All entries below need to be written out exactly, but without their pictures.

------

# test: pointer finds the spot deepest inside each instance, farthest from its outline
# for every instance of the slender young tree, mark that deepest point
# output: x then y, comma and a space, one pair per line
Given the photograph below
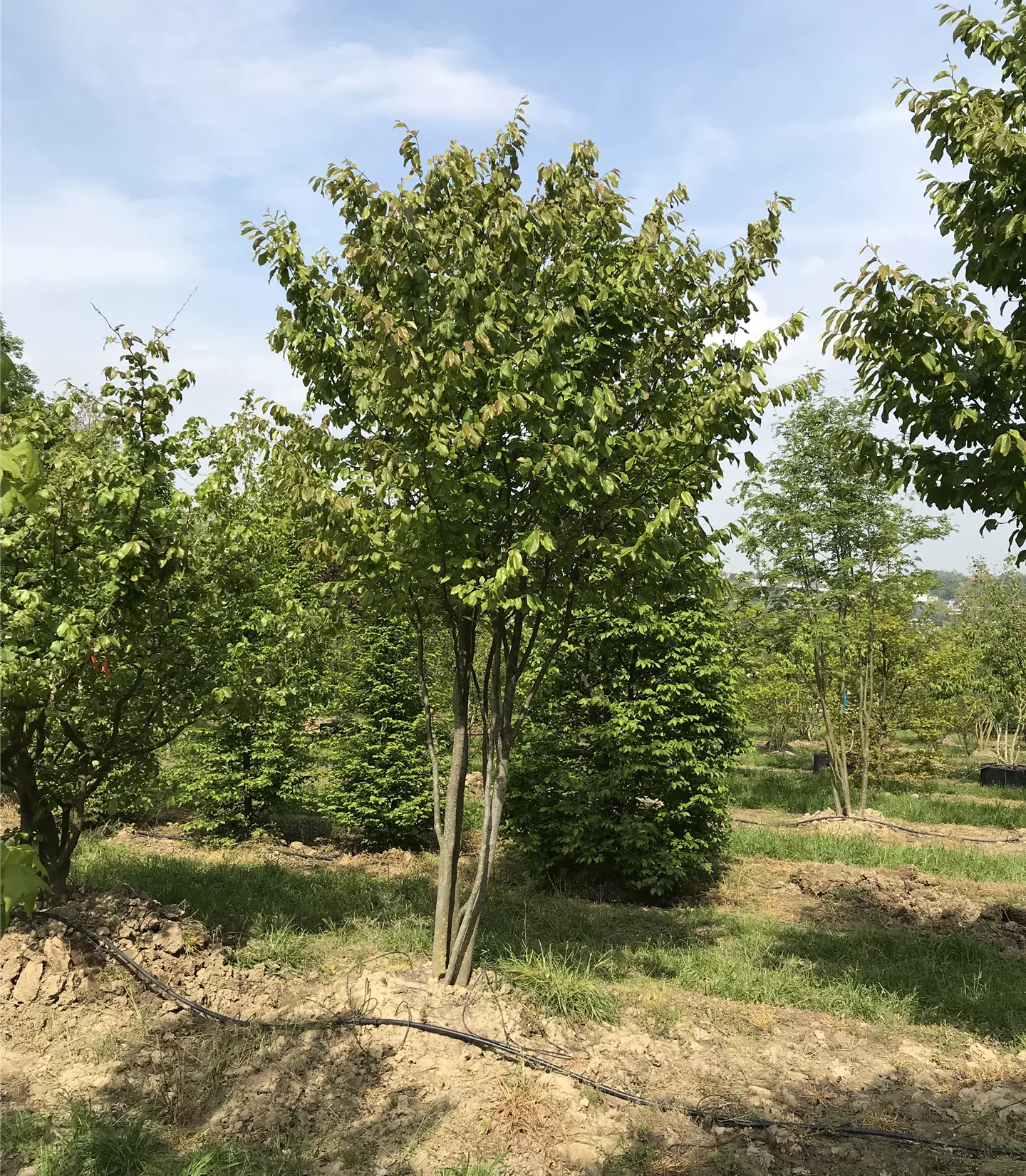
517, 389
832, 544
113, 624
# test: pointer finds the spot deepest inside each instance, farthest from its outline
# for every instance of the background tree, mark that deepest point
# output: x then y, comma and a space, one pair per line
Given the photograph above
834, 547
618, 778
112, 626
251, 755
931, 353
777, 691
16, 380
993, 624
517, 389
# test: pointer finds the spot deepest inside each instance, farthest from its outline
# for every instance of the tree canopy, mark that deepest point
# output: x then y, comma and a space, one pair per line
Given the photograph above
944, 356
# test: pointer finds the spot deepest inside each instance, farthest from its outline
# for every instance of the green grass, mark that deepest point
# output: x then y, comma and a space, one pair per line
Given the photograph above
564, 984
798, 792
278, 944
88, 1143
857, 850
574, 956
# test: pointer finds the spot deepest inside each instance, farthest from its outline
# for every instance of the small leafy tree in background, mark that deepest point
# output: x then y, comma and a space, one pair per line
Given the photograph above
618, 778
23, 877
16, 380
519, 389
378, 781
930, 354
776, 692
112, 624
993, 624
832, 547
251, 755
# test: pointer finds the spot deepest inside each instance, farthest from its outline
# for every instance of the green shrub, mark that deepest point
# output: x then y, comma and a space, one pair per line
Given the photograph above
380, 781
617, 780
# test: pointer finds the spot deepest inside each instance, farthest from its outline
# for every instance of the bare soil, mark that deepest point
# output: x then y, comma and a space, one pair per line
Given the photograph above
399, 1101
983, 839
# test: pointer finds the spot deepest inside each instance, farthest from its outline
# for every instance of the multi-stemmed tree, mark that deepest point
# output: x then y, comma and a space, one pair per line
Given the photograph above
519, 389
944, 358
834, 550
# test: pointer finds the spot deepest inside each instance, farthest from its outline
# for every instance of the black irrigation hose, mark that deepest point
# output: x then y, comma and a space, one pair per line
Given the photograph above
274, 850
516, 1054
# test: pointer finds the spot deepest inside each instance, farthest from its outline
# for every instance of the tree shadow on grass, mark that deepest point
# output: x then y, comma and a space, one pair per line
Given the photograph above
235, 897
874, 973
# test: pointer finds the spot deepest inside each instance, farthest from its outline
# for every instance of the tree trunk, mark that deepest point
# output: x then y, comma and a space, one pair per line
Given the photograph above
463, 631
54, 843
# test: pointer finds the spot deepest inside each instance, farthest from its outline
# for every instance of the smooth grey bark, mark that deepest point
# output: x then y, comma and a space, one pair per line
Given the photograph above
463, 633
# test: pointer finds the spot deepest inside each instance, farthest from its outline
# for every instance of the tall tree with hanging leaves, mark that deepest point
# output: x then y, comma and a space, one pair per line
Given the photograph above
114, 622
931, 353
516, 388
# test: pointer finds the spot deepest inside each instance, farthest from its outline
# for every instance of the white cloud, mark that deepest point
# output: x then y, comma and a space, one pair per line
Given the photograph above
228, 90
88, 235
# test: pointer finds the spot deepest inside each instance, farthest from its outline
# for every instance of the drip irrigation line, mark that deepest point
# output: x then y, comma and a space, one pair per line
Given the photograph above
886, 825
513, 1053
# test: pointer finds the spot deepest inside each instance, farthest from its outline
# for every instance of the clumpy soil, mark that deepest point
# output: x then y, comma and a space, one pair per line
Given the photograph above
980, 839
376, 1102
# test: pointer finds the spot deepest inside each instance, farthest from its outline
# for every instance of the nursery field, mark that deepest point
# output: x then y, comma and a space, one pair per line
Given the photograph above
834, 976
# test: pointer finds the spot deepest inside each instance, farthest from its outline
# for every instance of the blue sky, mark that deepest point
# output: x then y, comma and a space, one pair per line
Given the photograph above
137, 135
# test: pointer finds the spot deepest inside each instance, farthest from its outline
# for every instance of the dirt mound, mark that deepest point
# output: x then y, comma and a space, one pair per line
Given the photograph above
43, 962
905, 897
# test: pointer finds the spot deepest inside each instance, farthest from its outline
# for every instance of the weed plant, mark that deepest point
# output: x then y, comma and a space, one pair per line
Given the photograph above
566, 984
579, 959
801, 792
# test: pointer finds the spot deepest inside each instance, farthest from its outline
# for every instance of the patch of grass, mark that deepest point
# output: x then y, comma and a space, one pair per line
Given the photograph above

------

- WRITTEN REPLY:
# test: pointer finds the spot deepest inside each instance, farthest from its outline
# for every instance of the slender young tree, mark that deepest point
# output: x then y, comma and a space, one pair per line
Given the photograph below
517, 389
832, 544
113, 624
# test: pointer finds the spot deepest inside each instance, farthest from its outline
# for every instance of the background tree, mark that deepest point
# output: x then y, comma and a space, one pair per line
Given the photograph above
834, 547
618, 778
112, 626
251, 755
931, 353
777, 691
16, 380
993, 624
517, 389
# test: pointer finds the spot deepest inside each instance, farthest from its outline
# for every instance of the tree canopy, mark that deepest point
# output: x then y, comma and a space, one pair per line
Given the photograph above
944, 356
# test: pointer finds the spot deepest inside each instance, farthest from its outline
# for every instance of the green grass, mark that deepest point
# output: x then y, comma and a space, one pair per line
Given the photograph above
564, 984
798, 792
278, 944
88, 1143
857, 850
574, 956
# test: pointer finds the spot deepest inside each instance, farthest from its outline
# for every instance of the small leafy tree in background, mark that deepest point
# output: x then y, comma and a space, one pair per line
Given the photograph above
618, 778
23, 877
16, 380
519, 389
378, 781
930, 354
776, 692
112, 624
993, 624
832, 547
251, 755
# test: pointer finds the spot deepest inside each instance, farthest from its outline
# for every instance of the green shrub, mark that deepest point
# output: x then y, comma and a space, one pair per line
Given the photograph above
380, 781
617, 780
# test: pointer finds the spot deepest inside each instance, farthest from its outline
# for every instance of the bare soil, mark that deepest point
# output: x then y, comma and a space, one pair per line
Given the photograph above
399, 1101
983, 839
# test: pointer finds the spot deepest inside each instance, farthest from its outline
# for every instance of the multi-stemmed tree, mark that deepest point
# output: x then y, comma and a space, one pair per line
Given the photograph above
519, 389
944, 358
834, 550
# test: pointer finds the spot deepest inside each instance, farthest from its outline
# for every instance of the black irrigation hose, mark that deepest point
# output: x then y, comma and a space, one pair per line
Given the photograph above
274, 850
516, 1054
# test: pointer finds the spot deepest inside each instance, farthest from its outline
# for every instance of the tree shadow on grass, mark that deepest point
# output: x then y, comma and a space, one pair per line
Given the photograph above
235, 897
874, 973
# test: pointer finds the spot deepest inside each instance, farthest from its outline
# for every instance of the tree trunk, mark that deepest point
# output: x then y, comma and a space, one pair per line
Given the photograph above
463, 631
54, 843
# test: pointer finds the spot deepest inside each instance, farthest from its outline
# for every instance of the smooth grey bark, mark that deepest point
# output: x then y, comma and a space, one pair per line
Given the photograph above
463, 633
# test: pointer finds the spot deepest inside each instance, farthest from its outline
# for every instance of the tall tree with hanging leaves, mark that deepest point
# output: x then y, comma and a space, one pair per line
Given the photograph above
114, 622
931, 353
516, 388
# test: pointer finds the spot deepest inside each instance, farthest from its outline
# for every instance of the white cloud, mark that deepest point
# output: x then y, comma and a space, one pair per line
Given the photograph above
228, 90
88, 235
# test: pointer finds the spot deepest inside each instance, farthest from its outline
# for every instance of the drip irrigation line, mark that deepest point
# output: x then y, comma and a space, one pair per line
Given the photograph above
886, 825
513, 1053
# test: pointer finds the spot deepest inside each instance, farthest from its outline
# for every instance of the clumpy soil, mark that deepest point
# output: x then y, comma and a space, one pair per line
Given the photograph above
980, 839
376, 1102
# test: pointer finds the spot deepest inside each instance, farthest from its outline
# for every instance of the nursery field, mark that deepest point
# output: x then y, comma and a space, one pair per line
Given the photograph above
834, 976
# test: pointer finds the spot deepest inside each instance, farthest from its outline
# for every instance of the blue sky, mark that deepest point
# output: x then y, comma and a space, one pair per line
Given the photograph above
137, 135
# test: pointer finds the spot deepest inside each instance, farthest from its outline
# for every instance of the dirt mound, mark that deepest point
# output: x then y, comma and a space, one pair per line
Given the photograph above
43, 962
905, 897
# test: pointer finds the spot deepest inside each instance, farthest from its outline
# for every instance of the weed plant, mark that deepest point
# output: x then y, comma and a space, one pair per line
Given the photograph above
566, 984
579, 959
801, 792
# test: pointer finds the spot deepest inside each instance, farthest from its outline
# for every instance of the patch of grass, mark that deepest point
# output: x then y, comma and a space, one pair per line
Given the photograph above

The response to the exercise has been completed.